(Data entries)
# # #

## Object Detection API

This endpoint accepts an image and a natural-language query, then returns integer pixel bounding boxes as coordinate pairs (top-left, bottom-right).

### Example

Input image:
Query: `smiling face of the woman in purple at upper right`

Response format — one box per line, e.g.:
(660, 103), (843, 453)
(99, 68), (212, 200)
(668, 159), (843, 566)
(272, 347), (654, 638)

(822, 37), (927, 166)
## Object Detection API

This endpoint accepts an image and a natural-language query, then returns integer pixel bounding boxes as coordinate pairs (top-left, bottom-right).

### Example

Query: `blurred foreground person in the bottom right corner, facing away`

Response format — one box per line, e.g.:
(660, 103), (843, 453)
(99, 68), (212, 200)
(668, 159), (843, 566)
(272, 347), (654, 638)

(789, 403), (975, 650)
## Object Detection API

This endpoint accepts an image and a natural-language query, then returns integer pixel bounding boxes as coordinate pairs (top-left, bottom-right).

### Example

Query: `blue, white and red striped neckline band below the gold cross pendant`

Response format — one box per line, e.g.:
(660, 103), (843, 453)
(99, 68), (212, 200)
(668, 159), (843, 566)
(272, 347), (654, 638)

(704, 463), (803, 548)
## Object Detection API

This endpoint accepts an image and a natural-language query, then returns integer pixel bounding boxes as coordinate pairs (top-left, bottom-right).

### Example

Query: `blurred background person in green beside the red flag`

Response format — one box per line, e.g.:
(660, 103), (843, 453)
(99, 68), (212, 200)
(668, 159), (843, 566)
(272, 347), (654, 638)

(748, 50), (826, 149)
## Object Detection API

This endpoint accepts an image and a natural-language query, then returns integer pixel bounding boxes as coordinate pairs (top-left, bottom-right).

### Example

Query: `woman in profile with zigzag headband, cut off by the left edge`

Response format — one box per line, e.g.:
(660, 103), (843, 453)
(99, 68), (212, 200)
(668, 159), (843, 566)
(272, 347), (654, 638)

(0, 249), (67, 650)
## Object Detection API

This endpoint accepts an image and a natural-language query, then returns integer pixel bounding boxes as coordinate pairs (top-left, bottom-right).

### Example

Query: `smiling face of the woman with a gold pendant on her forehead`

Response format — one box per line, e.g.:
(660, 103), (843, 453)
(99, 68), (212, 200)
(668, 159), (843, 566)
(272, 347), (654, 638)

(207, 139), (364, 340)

# # #

• Assignment: Print the records once more, exactly as they were given.

• Answer box:
## Object Detection API

This endpoint accepts an image and a natural-language query, then returns integer pixel bounding boxes as coordinate pairs (top-left, bottom-right).

### Example

Input image:
Query: `smiling face of the woman in purple at upper right`

Response format — one box per line, e.g.:
(660, 103), (843, 453)
(99, 68), (212, 200)
(668, 159), (843, 566)
(272, 347), (654, 638)

(822, 37), (927, 166)
## Object Detection API

This endpoint accepts an image and a natural-language query, then returns integer pixel bounding boxes as coordinate pairs (top-left, bottom-right).

### Example

Query: `blurred foreground person in the bottom right corner, facing away`

Response format — one box per line, e.g.:
(660, 103), (843, 453)
(99, 68), (212, 200)
(668, 159), (843, 566)
(272, 347), (654, 638)

(789, 403), (975, 650)
## Object Detection API

This endpoint accepts an image and a natural-language query, then returns integer pixel bounding boxes as coordinate pairs (top-left, bottom-right).

### Example

Query: `blue, white and red striped neckline band below the gold cross pendant`

Response format — one box per line, e.g.:
(660, 103), (843, 453)
(99, 68), (212, 200)
(668, 159), (843, 566)
(272, 347), (654, 638)

(704, 463), (803, 548)
## Object Detection API

This endpoint accepts an image and a natural-language query, then returns integer pixel bounding boxes as coordinate pairs (top-left, bottom-right).

### Example

Query: `blurred background person in green beside the red flag`

Response format — one box per line, e.g.:
(660, 103), (843, 453)
(99, 68), (212, 200)
(668, 159), (843, 566)
(272, 347), (654, 638)

(748, 50), (826, 149)
## Object Detection API

This endpoint accepts an image and a natural-language query, then returns integer pixel bounding boxes as coordinate pairs (top-left, bottom-right).

### Example

Query: `woman in profile with zigzag headband, cut off by the left edge`

Response format — one box per line, e.g.:
(660, 103), (843, 453)
(99, 68), (212, 200)
(668, 159), (843, 566)
(272, 347), (654, 638)

(0, 249), (67, 650)
## Object Detection API

This endpoint accepts an image and a natural-language query, then returns integer pixel bounding boxes as coordinate pairs (top-left, bottom-right).

### Example

Query: `smiling face of the woman with a gold pendant on her forehead`

Response format — one box per line, e.g.:
(660, 103), (843, 453)
(99, 68), (212, 200)
(668, 159), (843, 566)
(272, 347), (654, 638)

(207, 139), (364, 340)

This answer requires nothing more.